O feminismo entrou em campo
Protestos pacíficos como o do grupo Pussy Riot são bem-vindos

A final da Copa do Mundo, no domingo 15, não foi palco apenas para a categoria de jogadores como Mbappé. Na ocasião, o planeta viu também o coletivo feminista russo Pussy Riot em campo. O grupo, num protesto pacífico e criativo, tentou trazer à luz o subtexto desse Mundial: os times disputaram a taça num país onde a democracia se esvai nas mãos do todo-poderoso Vladimir Putin. A Rússia de Putin é um território onde direitos são ignorados, negligenciados, onde não há alternância de poder e onde uma polícia política age violentamente contra quem ousa manifestar contrariedade diante de tanta repressão. As meninas do Pussy Riot decidiram não deixar o apito final soar sem que isso tudo constasse da súmula e estivesse impresso nas retinas mundo afora.
O coletivo nasceu em 2011, com onze mulheres. Em 2012, com o rosto coberto por balaclavas, elas realizaram uma performance na Catedral de Cristo Salvador, em Moscou, pouco antes das eleições do mesmo ano. As integrantes reuniram-se dentro da igreja para uma “prece punk”: entoaram uma canção que denunciava a perversa relação entre Estado e Igreja no contexto russo e demandava laicidade de seu governo. O ato foi interrompido e, à época, duas garotas do grupo foram presas por “hooliganismo motivado por ódio religioso”. Cumpriram vinte e dois meses na prisão.

**O que fazer**
Atualize o trecho do texto sobre o protesto do Pussy Riot que começa nas palavras "O feminismo entrou" e vai até "retinas mundo afora.", inclusive. Reescreva-o com "torneio" no lugar de "Mundial".

**Seção de dados**

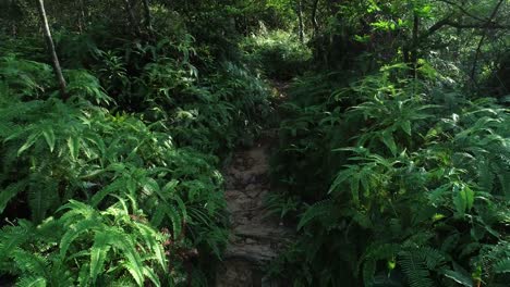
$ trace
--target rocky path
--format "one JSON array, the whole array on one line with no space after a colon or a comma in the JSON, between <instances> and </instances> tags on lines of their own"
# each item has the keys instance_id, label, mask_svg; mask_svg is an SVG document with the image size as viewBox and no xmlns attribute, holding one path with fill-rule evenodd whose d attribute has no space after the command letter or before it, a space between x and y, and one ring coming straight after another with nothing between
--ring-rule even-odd
<instances>
[{"instance_id":1,"label":"rocky path","mask_svg":"<svg viewBox=\"0 0 510 287\"><path fill-rule=\"evenodd\" d=\"M251 149L235 152L224 171L232 233L216 286L279 286L264 278L263 267L286 245L292 229L277 217L268 217L264 207L270 190L269 142L263 139Z\"/></svg>"}]
</instances>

**Sua resposta**
O feminismo entrou em campo
Protestos pacíficos como o do grupo Pussy Riot são bem-vindos

A final da Copa do Mundo, no domingo 15, não foi palco apenas para a categoria de jogadores como Mbappé. Na ocasião, o planeta viu também o coletivo feminista russo Pussy Riot em campo. O grupo, num protesto pacífico e criativo, tentou trazer à luz o subtexto desse torneio: os times disputaram a taça num país onde a democracia se esvai nas mãos do todo-poderoso Vladimir Putin. A Rússia de Putin é um território onde direitos são ignorados, negligenciados, onde não há alternância de poder e onde uma polícia política age violentamente contra quem ousa manifestar contrariedade diante de tanta repressão. As meninas do Pussy Riot decidiram não deixar o apito final soar sem que isso tudo constasse da súmula e estivesse impresso nas retinas mundo afora.